[TEXTABSCHNITT]
Daneben unterstützte EW den Hechaluz sowie die Jugend-Alijah. Weiterhin war sie mit Naftali U. befreundet, der sich 1935/36 in Hamburg aufhielt und häufiger Gast in ihrem Elternhaus war. Zwar nahmen die Eltern ihn freundlich auf, standen aber seinem Zionismus eher skeptisch gegenüber. Eva selbst hielt sich 1936 kurz in Palästina auf, fasste aber im September 1938 den Entschluss, nicht sofort dorthin zu emigrieren. Stattdessen unterstützte sie die Eltern bei ihrem Umzug nach Stockholm. Doch war ihr vor allem wichtig, die geplanten Kindertransporte zu organisieren und durchzuführen. So beteiligte sie sich nach der Pogromnacht am 9. November 1938 maßgeblich an deren Organisation von Hamburg nach Schweden. Sie selbst verließ 1939 als letzte der Warburgs vor dem Holocaust Hamburg, mutmaßlich in Begleitung eines Kindertransports. Dank des Einsatzes gilt sie aktuell auch als treibende Kraft der Jugend-Alijah in Schweden. (Chernow; SWA; Varia)

In Stockholm lebte sie mit den Eltern in einer Wohnung am Strandvägen 41. Im Frühjahr 1939 übetrug ihr das Londoner Büro der Youth Aliyah die Leitung der Jugend-Alijah i Sverige mit Sitz in Stockholm. (nationalarchives.gov.uk) Was laut Glück im Sommer vom Jersalemer Hauptbüro bestätigt wurde. (Hachscharah) In der Folge organisierte sie nicht nur die praktische Vorbereitung auf das Leben in Palästina in entsprechenden Einrichtungen. Ebenso organisierte sie die Auswanderung nach Palästina einschließlich Visabeschaffung und Reisemöglichkeiten. Sie musste sich aber auch mit den Hamburger Behörden wegen der von den Nazis eingeführten Reichsfluchtsteuer auseinandersetzen. Mit der Wahrnehmung ihrer Interessen beauftragte sie den am Mittelweg 17 wohnenden und mit der Familie befreundeten Wissenschaftler Robert Solmitz. In Stockholm konnte sie sich ein weit verzweigtes Netzwerk schaffen, so war sie u. a. mit der Sexualpädagogin Elise Ottesen-Jensen und dem Ehepaar Berendsohn* befreundet. Sie dürfte aber auch in Kontakt zur Emigranten-Selbsthilfe* gestanden haben. (SWA; Varia)

[AUFGEFÜHRTE ZEILEN]

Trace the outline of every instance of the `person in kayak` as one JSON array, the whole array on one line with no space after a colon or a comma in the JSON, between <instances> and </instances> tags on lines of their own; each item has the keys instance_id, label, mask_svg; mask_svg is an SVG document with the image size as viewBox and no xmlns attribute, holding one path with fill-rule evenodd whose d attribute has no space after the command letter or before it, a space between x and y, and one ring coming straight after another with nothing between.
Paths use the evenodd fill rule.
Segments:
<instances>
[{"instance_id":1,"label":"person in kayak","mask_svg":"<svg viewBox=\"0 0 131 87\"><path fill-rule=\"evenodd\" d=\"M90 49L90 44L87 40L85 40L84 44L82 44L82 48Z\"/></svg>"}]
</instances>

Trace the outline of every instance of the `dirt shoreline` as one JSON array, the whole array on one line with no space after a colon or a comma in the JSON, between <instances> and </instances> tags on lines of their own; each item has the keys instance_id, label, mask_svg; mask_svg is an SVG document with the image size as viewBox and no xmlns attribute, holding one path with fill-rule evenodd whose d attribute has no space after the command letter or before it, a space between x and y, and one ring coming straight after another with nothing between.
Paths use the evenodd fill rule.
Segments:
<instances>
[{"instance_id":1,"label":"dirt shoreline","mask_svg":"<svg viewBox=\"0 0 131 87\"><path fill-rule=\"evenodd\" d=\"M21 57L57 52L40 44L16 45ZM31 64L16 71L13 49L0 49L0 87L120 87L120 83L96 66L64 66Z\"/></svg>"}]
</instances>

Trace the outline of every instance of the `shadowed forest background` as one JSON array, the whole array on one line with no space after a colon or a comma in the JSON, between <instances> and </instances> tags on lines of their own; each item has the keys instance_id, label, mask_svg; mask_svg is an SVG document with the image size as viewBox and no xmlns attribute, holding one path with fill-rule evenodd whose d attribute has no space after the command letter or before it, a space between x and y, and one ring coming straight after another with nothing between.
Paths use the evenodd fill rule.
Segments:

[DIE AUFGABEN]
1 - Beantworte zum Abschnitt über Eva Warburg diese Fragen:
(a) Wann hielt sich Naftali U. in Hamburg auf?
(b) In welche Stadt zogen die Eltern?
(c) Wen beauftragte sie mit der Wahrnehmung ihrer Interessen gegenüber den Hamburger Behörden?
2 - Prüfe, ob die folgenden Aussagen mit dem Abschnitt über Eva Warburg übereinstimmen. Antworte jeweils mit Ja oder Nein und zitiere die entscheidenden Worte.
(a) Im September 1938 emigrierte sie sofort nach Palästina.
(b) Ihre Eltern sahen den Zionismus von Naftali U. eher skeptisch.
(c) In Stockholm wohnte sie mit den Eltern am Strandvägen 41.
3 - Führe bitte den Abschnitt über Eva Warburg im Anschluss an seinen letzten Satz weiter.
Die Zeilen stammen aus einer anderen Quelle.

[ERGEBNISSE]
1 -
(a) 1935/36
(b) Stockholm
(c) Den Wissenschaftler Robert Solmitz

2 -
(a) Nein: „fasste aber im September 1938 den Entschluss, nicht sofort dorthin zu emigrieren“
(b) Ja: „standen aber seinem Zionismus eher skeptisch gegenüber“
(c) Ja: „In Stockholm lebte sie mit den Eltern in einer Wohnung am Strandvägen 41.“

3 -
Da sich die Situation durch den Ausbruch des Zweiten Weltkriegs dramatisch veränderte, musste EW den Plan fallenlassen, im März 1941 mit einer Gruppe Jugendlicher endlich nach Palästina zu reisen. Zuvor hatte sie das für eine Einreise erforderliche (Kapitalisten-)Zertifikat beantragt und auch erhalten. Doch wurde weiterhin ihre Hilfe in Schweden benötigt, so 1943 bei der Rezeption aus Dänemark geflüchteter jüdischer Jugendlicher, zu denen u. a. Hans Kaufmann und Hans Moos gehörten. Von Helsingborg bzw. Malmö erfolgte der Transport nach Stockholm per Bahn in Zehnergruppen, die sie dort persönlich am Centralbahnhof begrüßte und weiter betreute. Darüber hinaus veranlasste sie den Kauf eines Bootes, mit dem Juden zur Flucht aus Dänemark verholfen wurde. 1944 engagierte sie sich ebenfalls bei der Betreuung finnisch-jüdischer Flüchtlingskinder (→ Exkurs III) und half 1945, Holocaust-Überlebende zu versorgen. (SWA)

Im März 1946 konnte EW endlich Schweden über Malmö verlassen und von Kopenhagen aus mit dem Schiff Florida in dreiwöchiger Fahrt nach Haifa reisen ‒ was zuvor in Stockholm mit einem großen Abschiedsfest gefeiert wurde. In Palästina traf sie Naftali Unger im südlich von Tel Aviv gelegenen, 1928 gegründeten Kibbuz Gi'vat Brener (Givat Brenner) nahe Rehovot wieder. Beide heirateten im gleichen Jahr und lebten in diesem Kibbuz einige Jahre. Dank ihrer Fähigkeiten konnte EW sich gut in das Kibbuzleben integrieren und mitgestalten. So war sie während dieser Zeit für die Betreuung von etwa 50 Kindern verantwortlich. Anfang der 1950er Jahre wechselten die Ungers in den von Gi'vat Brener aus neu gegründeten Kibbuz Nezer Sereni. (Ebd.)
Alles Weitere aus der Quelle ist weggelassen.